Instructions for the task:
Convert the lines of the listing below, from the line containing "neck it can find." through the line containing "[150,178,179,207]", into a Markdown table with two columns, Index and Content. Put the row number under Index and the line under Content, and omit blank lines.

Task data:

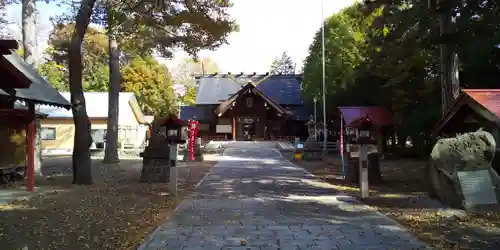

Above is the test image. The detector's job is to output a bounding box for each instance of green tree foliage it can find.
[39,24,109,92]
[303,0,500,156]
[122,57,176,116]
[269,52,295,74]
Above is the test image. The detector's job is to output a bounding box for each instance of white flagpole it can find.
[321,4,328,154]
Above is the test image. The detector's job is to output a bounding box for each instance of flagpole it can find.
[340,114,345,178]
[321,3,328,154]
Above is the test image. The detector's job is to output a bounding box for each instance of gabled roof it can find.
[0,53,71,109]
[286,106,314,121]
[40,92,145,123]
[214,83,287,116]
[431,89,500,136]
[181,106,214,121]
[195,74,302,105]
[338,106,393,127]
[463,89,500,117]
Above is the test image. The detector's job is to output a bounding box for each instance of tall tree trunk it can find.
[21,0,36,65]
[69,0,96,184]
[21,0,42,175]
[104,5,123,163]
[438,4,460,115]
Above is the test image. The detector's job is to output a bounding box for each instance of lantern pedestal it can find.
[168,144,178,196]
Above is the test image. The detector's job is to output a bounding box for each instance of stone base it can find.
[141,161,170,183]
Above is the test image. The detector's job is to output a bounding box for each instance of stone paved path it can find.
[139,146,425,250]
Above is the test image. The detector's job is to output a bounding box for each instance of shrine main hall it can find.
[180,73,313,141]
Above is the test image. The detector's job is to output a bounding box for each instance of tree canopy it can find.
[303,0,500,155]
[269,52,295,74]
[121,56,177,116]
[172,57,219,105]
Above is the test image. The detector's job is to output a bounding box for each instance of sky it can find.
[3,0,355,73]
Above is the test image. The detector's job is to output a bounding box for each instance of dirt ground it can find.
[296,159,500,250]
[0,156,219,250]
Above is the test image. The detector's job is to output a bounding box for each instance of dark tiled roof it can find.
[214,83,286,114]
[287,106,314,121]
[181,106,214,121]
[431,89,500,136]
[0,53,71,109]
[196,74,302,105]
[339,107,392,126]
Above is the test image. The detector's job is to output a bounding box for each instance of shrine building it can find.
[180,73,313,140]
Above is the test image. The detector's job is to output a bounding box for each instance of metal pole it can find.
[313,96,318,142]
[358,144,370,199]
[321,4,328,154]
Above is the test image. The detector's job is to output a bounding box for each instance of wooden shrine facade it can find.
[181,73,310,141]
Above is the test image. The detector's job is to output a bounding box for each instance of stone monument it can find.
[427,130,500,212]
[140,120,171,183]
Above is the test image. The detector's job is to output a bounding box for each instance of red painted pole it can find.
[26,103,36,192]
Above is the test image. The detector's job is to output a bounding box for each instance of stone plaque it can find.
[457,170,497,207]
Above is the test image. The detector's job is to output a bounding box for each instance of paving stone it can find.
[139,146,425,250]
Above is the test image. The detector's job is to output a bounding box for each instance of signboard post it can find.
[359,144,370,199]
[189,119,200,161]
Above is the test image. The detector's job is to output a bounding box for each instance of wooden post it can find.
[26,103,36,192]
[169,143,178,196]
[358,144,370,199]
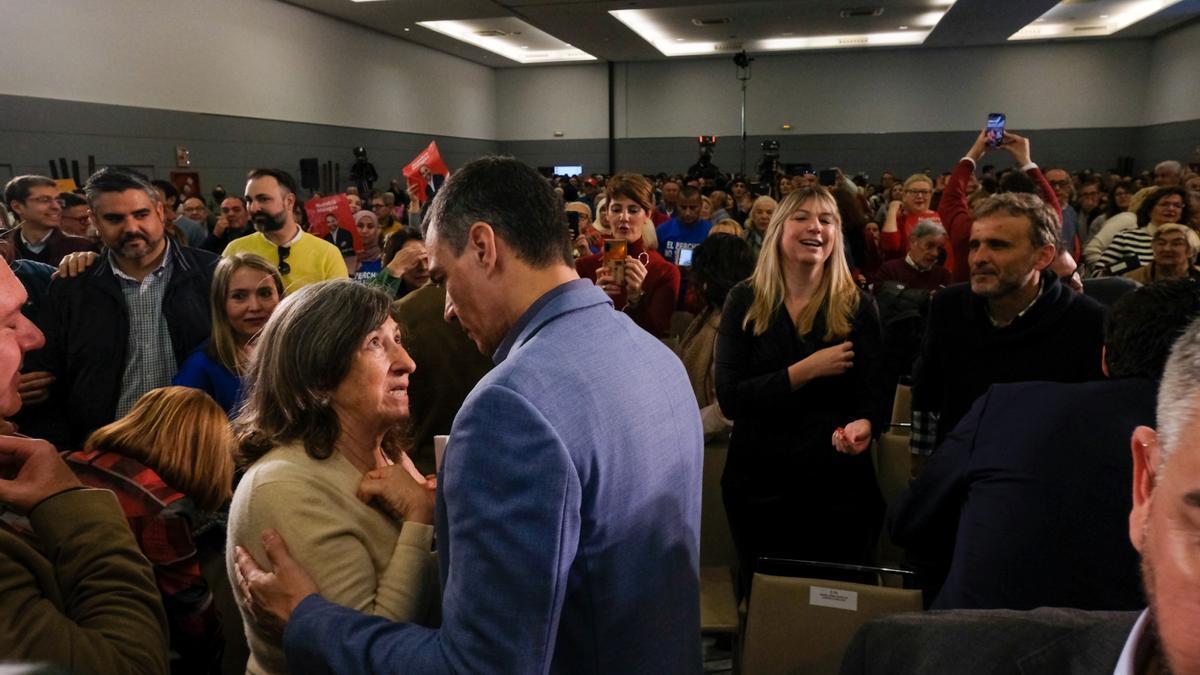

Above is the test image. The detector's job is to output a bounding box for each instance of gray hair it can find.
[1156,319,1200,478]
[974,192,1062,249]
[83,167,161,209]
[1154,160,1183,175]
[908,219,946,239]
[234,279,401,466]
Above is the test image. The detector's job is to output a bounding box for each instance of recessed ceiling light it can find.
[1008,0,1182,40]
[416,17,595,64]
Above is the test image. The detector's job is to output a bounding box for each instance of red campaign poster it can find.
[304,195,362,251]
[404,141,450,204]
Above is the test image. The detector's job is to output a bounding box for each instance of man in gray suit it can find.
[841,321,1200,675]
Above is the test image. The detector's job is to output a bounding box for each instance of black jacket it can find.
[912,270,1104,442]
[23,245,218,450]
[889,378,1158,610]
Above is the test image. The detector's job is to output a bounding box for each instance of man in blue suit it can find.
[238,157,703,675]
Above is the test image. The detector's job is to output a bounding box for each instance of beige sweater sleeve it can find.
[238,480,436,621]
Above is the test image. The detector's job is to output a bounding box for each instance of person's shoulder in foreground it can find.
[841,608,1139,675]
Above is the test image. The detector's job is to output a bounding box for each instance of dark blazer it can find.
[841,608,1139,675]
[912,270,1104,442]
[889,378,1158,609]
[25,245,218,450]
[715,282,886,571]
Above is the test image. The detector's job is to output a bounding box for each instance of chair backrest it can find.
[700,437,738,568]
[742,573,922,675]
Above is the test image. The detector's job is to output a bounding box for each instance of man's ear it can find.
[1033,244,1058,271]
[1129,426,1162,552]
[467,221,498,270]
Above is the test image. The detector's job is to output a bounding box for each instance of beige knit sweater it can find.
[226,444,439,675]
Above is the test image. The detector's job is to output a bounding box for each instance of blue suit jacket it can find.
[284,280,703,675]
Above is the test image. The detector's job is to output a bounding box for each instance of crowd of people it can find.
[0,126,1200,673]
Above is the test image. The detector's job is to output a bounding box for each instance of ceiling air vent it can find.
[839,7,883,19]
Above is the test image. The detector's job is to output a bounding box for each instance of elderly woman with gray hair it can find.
[226,280,437,673]
[871,219,952,291]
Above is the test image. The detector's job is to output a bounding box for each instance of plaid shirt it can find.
[65,450,224,673]
[108,241,179,419]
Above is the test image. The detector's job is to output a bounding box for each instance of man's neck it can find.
[263,219,300,246]
[988,274,1042,325]
[504,263,580,325]
[20,220,54,244]
[1153,262,1188,281]
[109,237,167,281]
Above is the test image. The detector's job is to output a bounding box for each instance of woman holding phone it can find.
[716,187,886,591]
[575,173,679,338]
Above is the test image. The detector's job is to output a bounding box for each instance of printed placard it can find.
[809,586,858,611]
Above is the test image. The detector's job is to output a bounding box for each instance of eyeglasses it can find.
[278,246,292,275]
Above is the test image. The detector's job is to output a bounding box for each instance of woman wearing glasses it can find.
[575,173,679,338]
[880,173,953,269]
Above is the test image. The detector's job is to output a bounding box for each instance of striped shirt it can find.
[108,241,179,419]
[1097,225,1158,276]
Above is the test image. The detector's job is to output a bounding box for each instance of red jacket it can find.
[937,157,1062,282]
[575,239,679,338]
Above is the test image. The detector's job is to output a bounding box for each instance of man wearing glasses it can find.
[222,168,350,293]
[0,175,94,267]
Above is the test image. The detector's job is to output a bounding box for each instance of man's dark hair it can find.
[4,175,59,208]
[246,168,296,195]
[59,192,88,209]
[1138,185,1190,227]
[691,232,754,305]
[421,156,575,268]
[1104,279,1200,382]
[83,167,162,209]
[150,178,179,207]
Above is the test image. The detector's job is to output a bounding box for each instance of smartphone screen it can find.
[988,113,1006,148]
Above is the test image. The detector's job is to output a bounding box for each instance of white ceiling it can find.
[281,0,1200,67]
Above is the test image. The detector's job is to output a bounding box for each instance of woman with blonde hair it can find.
[66,387,234,673]
[743,195,779,257]
[170,253,283,417]
[575,173,679,338]
[716,186,886,589]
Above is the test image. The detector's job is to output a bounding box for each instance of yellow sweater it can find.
[226,444,439,674]
[221,232,350,293]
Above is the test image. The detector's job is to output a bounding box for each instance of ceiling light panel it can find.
[1008,0,1182,40]
[416,17,596,64]
[608,0,954,56]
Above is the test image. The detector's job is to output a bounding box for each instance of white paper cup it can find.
[433,436,450,471]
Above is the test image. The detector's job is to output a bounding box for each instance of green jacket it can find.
[0,489,168,675]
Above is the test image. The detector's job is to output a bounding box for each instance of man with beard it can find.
[912,192,1104,472]
[25,168,217,450]
[222,168,349,293]
[841,321,1200,675]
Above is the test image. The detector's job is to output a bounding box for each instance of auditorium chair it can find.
[740,557,922,675]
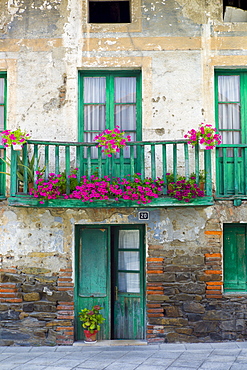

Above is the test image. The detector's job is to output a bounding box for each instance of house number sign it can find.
[138,211,149,220]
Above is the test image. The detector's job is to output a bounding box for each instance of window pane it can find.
[84,77,106,103]
[0,78,4,104]
[219,104,240,132]
[115,77,136,103]
[118,272,140,293]
[115,105,136,130]
[118,230,139,249]
[84,105,105,131]
[118,251,140,271]
[222,131,241,144]
[218,76,240,102]
[0,106,4,131]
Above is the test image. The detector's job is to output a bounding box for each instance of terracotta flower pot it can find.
[199,182,205,190]
[84,330,98,343]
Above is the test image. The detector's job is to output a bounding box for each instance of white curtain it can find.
[83,77,136,158]
[0,78,4,131]
[218,76,241,144]
[118,230,140,293]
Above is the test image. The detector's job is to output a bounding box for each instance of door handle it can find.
[115,286,118,301]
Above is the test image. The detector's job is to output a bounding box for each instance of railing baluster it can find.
[222,148,229,195]
[195,144,200,184]
[11,140,214,202]
[151,144,156,179]
[65,146,70,194]
[141,145,145,180]
[98,148,103,177]
[173,144,178,181]
[242,148,247,195]
[233,148,239,195]
[184,143,190,180]
[87,146,92,178]
[162,144,168,195]
[130,145,135,176]
[45,145,49,180]
[76,145,84,182]
[22,144,29,193]
[55,145,60,173]
[10,148,18,197]
[33,144,39,189]
[119,149,124,178]
[204,150,212,196]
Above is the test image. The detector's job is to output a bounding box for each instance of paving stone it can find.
[150,351,184,359]
[140,357,174,367]
[172,358,203,369]
[105,362,136,370]
[136,365,167,370]
[199,361,233,370]
[185,343,212,351]
[204,354,236,362]
[231,362,247,370]
[12,364,47,370]
[160,343,187,351]
[73,360,113,370]
[210,342,238,349]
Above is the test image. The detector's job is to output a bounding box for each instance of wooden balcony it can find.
[8,140,213,208]
[215,144,247,205]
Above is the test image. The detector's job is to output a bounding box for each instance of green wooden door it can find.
[76,227,110,339]
[75,226,145,340]
[112,227,144,339]
[215,70,247,196]
[224,224,247,292]
[78,71,142,177]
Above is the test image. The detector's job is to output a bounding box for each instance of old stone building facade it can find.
[0,0,247,345]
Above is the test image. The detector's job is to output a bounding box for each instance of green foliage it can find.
[79,306,105,333]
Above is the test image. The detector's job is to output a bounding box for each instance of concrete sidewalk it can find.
[0,342,247,370]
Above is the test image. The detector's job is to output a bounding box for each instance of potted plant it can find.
[190,170,206,190]
[1,128,30,150]
[94,126,131,157]
[0,154,44,192]
[184,123,221,150]
[168,179,205,202]
[79,305,105,343]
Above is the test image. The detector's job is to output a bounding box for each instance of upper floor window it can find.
[89,0,131,23]
[0,71,7,198]
[79,71,141,142]
[223,0,247,22]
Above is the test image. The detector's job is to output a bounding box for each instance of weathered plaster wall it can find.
[0,0,247,344]
[0,0,246,141]
[0,202,247,345]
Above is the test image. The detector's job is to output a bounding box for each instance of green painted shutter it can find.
[215,70,247,196]
[0,72,7,198]
[224,224,246,291]
[76,227,110,339]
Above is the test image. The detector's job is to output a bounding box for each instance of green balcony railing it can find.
[216,144,247,199]
[6,140,213,207]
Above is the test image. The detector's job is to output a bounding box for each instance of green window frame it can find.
[78,71,142,142]
[215,69,247,147]
[223,224,247,293]
[0,71,7,199]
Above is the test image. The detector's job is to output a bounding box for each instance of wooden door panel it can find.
[112,227,144,339]
[114,295,144,339]
[78,227,110,339]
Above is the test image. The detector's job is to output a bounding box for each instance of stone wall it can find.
[0,266,74,346]
[0,202,247,345]
[147,217,247,343]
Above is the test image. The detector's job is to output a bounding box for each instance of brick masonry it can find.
[147,230,247,343]
[0,267,74,345]
[0,207,247,345]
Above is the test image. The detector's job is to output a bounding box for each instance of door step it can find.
[73,339,147,347]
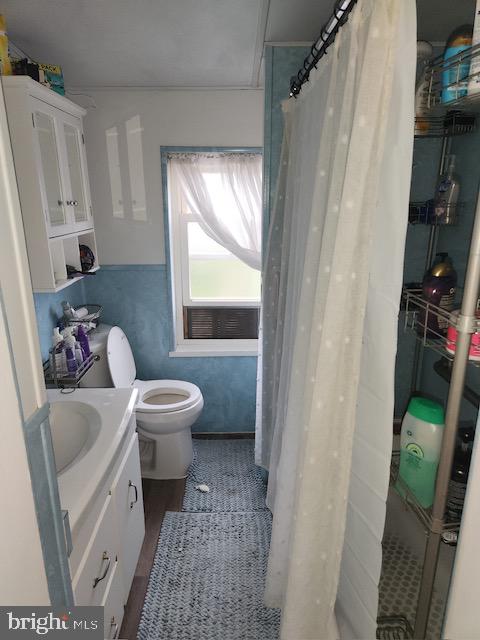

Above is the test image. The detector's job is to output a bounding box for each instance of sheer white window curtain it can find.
[169,153,262,270]
[257,0,416,640]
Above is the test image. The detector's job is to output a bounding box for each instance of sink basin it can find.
[50,400,101,474]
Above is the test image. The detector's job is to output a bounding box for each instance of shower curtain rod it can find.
[290,0,357,98]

Final result:
| Index | Content |
|---|---|
| 1 | Above is the test image. The detector's job is to output a bounding box for each instance of man's neck it can find. |
| 2 | [263,219,300,246] |
| 3 | [988,274,1042,325] |
| 4 | [504,263,580,325] |
| 5 | [20,220,54,244] |
| 6 | [1153,262,1188,281] |
| 7 | [109,237,167,281] |
| 8 | Above is the test image. The detector's job is to output a bounding box for each instance of woman holding phone it can find. |
| 9 | [716,187,886,591] |
| 10 | [575,173,679,338] |
| 11 | Above is the test image. The detector's job is to output a bounding box for each instance of printed placard it can find. |
| 12 | [809,586,858,611] |
| 13 | Above is the test image. The detector's job is to output a bounding box for each instance of eyeglasses it can find. |
| 14 | [278,246,292,275] |
| 15 | Above is the test image. The detector's job is to output a bounding box for each instance of woman wearing glasses it can find. |
| 16 | [575,173,679,338] |
| 17 | [880,173,953,269] |
| 18 | Above is the test image. The detector's job is to output a bounding box for each instance of striped shirt it can find. |
| 19 | [108,241,179,419] |
| 20 | [1097,225,1158,276] |
| 21 | Above is the test image. The detector's job is to output a bounding box for each instance of red jacket it can find. |
| 22 | [937,157,1062,282] |
| 23 | [575,239,679,338] |
| 24 | Above is the test image. The detector's job is to output a bounding box for each instance of man wearing glasses it can find. |
| 25 | [222,168,350,293] |
| 26 | [0,175,94,267] |
| 27 | Above is the test image. The detector's job is to output a bounding box for each instance of man's dark hair it can find. |
| 28 | [4,175,59,208] |
| 29 | [246,168,296,195] |
| 30 | [59,192,88,209] |
| 31 | [1138,185,1190,227] |
| 32 | [691,232,754,305] |
| 33 | [421,156,575,268] |
| 34 | [1104,279,1200,382] |
| 35 | [83,167,162,209] |
| 36 | [150,178,179,207] |